===== Extrait du texte =====

Catherine Breillat a écrit des livres et filmé des images qui ont choqué, et souvent pour les mauvaises raisons. À force de la déjouer ou de tomber sous son couperet, elle a fini par s'amuser beaucoup avec la censure, dans son pays comme ailleurs. En 2001, son film À ma soeur, présenté au Festival de Toronto, après tollé général, avait été interdit en Ontario. Breillat a fini par gagner son procès. Elle en a vu d'autres.
Aujourd'hui, la voici qui accompagne au Festival du nouveau cinéma son dixième film, Anatomie de l'enfer, qu'elle considère comme le plus radical et le plus épuré. Comme la fin d'un cycle, aussi, avec son duo homme-femme en huis clos.
Rocco Siffredi y tient le rôle principal auprès d'Amira Casar. Celui d'un homosexuel, soudain rétribué par une beauté brune pour la regarder, quatre nuits durant, jusqu'à l'exploration de tous les secrets de son corps, et bien au delà. Dans la chambre, la lumière caresse la peau blanche de la femme, auprès d'un partenaire bruni, musclé, déstabilisé.
Anatomie de l'enfer scrute la haine séculaire que les hommes portent aux femmes et par ricochet la haine que celles-ci éprouvent envers elles-mêmes.
«J'ai placé le premier homme devant la première femme, explique la cinéaste, devant cette étrangeté qui le plonge face à un abîme de perplexité et de colère.»
L'univers de Catherine Breillat se nourrit de corps nus et d'étreintes, parce que là réside la grande peur de nos sociétés. «Pourquoi la sexualité terrorise-t-elle à ce point?», demande la cinéaste, en décrivant celle-ci comme quelque chose d'immatériel que les gouvernements et les religions essaient de museler pour conserver leur pouvoir. À ses yeux, le féminisme passe par la libération des carcans et des peurs liés au sexe.
«Les hommes font les lois, dit-elle, et ils rendent la sexualité bestiale afin de se protéger. L'émotion relève de l'humain et il faut passer par la faiblesse pour y atteindre. Or les hommes éprouvent en général plus de difficultés que les femmes à accepter leur faiblesse. Mais c'est cette faiblesse qui conduit à l'émotion, à la pensée et au langage. C'est elle qui nous fait atteindre à l'humanité par delà l'animalité. La femme possède la connaissance et la donne à l'homme, comme le mythe d'Adam et Ève l'a démontré. Pour l'homme, ce transfert passe par la chute du pouvoir et se révèle insupportable.»
La cinéaste n'a pas cherché à créer un couple dans ce film, plutôt à épouser la démarche de l'homme qui poursuit, à travers une relation, sa propre vérité en une quête initiatique.
Rocco Siffredi, star du X et symbole de puissance sexuelle, constitue à ses yeux l'acteur idéal. «Il n'a pas à prouver qu'il est un homme, donc il s'abandonne corps et âme.»
Catherine Breillat a compris que la pornographie n'existait que dans un regard pervers posé sur la sexualité. «Les censeurs sont les vrais pornographes, et à travers l'influence de leur regard obscène, la honte devient le moteur du plaisir et du désir pour beaucoup de monde, explique-t-elle. La manière ignoble de regarder les femmes dans la pornographie constitue un outil totalitarisme d'oppression des femmes, et c'est le joug de ce regard qu'il faut secouer en redonnant sa noblesse à la sexualité. J'ai du mal à comprendre les féministes puritaines, car elles perpétuent ce discours du sexe obscène.»

=====

Consigne A — Imprimez, sans aucune modification, le passage de l'extrait sur Catherine Breillat qui débute aux mots « Catherine Breillat a écrit » et se termine après les mots « en huis clos. ».
L'extrait sur Catherine Breillat et les enregistrements ne présentent aucun lien entre eux.

===== Documents fournis =====

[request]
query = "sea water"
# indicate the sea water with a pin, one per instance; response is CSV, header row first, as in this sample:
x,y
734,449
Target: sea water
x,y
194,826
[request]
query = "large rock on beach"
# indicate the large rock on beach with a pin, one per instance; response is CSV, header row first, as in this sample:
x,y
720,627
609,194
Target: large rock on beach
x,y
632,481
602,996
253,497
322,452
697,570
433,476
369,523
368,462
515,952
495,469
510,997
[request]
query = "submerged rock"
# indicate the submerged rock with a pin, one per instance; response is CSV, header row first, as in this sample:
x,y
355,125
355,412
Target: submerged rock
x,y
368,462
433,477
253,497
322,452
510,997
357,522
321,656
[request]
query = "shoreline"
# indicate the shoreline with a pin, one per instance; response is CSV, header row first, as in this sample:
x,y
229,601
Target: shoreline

=====

Consigne B — Relevez chaque ligne des enregistrements où figure le mot « response », en tenant compte de la casse.

Résultat attendu A —
Catherine Breillat a écrit des livres et filmé des images qui ont choqué, et souvent pour les mauvaises raisons. À force de la déjouer ou de tomber sous son couperet, elle a fini par s'amuser beaucoup avec la censure, dans son pays comme ailleurs. En 2001, son film À ma soeur, présenté au Festival de Toronto, après tollé général, avait été interdit en Ontario. Breillat a fini par gagner son procès. Elle en a vu d'autres.
Aujourd'hui, la voici qui accompagne au Festival du nouveau cinéma son dixième film, Anatomie de l'enfer, qu'elle considère comme le plus radical et le plus épuré. Comme la fin d'un cycle, aussi, avec son duo homme-femme en huis clos.

Résultat attendu B —
# indicate the sea water with a pin, one per instance; response is CSV, header row first, as in this sample:
# indicate the large rock on beach with a pin, one per instance; response is CSV, header row first, as in this sample:
# indicate the submerged rock with a pin, one per instance; response is CSV, header row first, as in this sample:
# indicate the shoreline with a pin, one per instance; response is CSV, header row first, as in this sample:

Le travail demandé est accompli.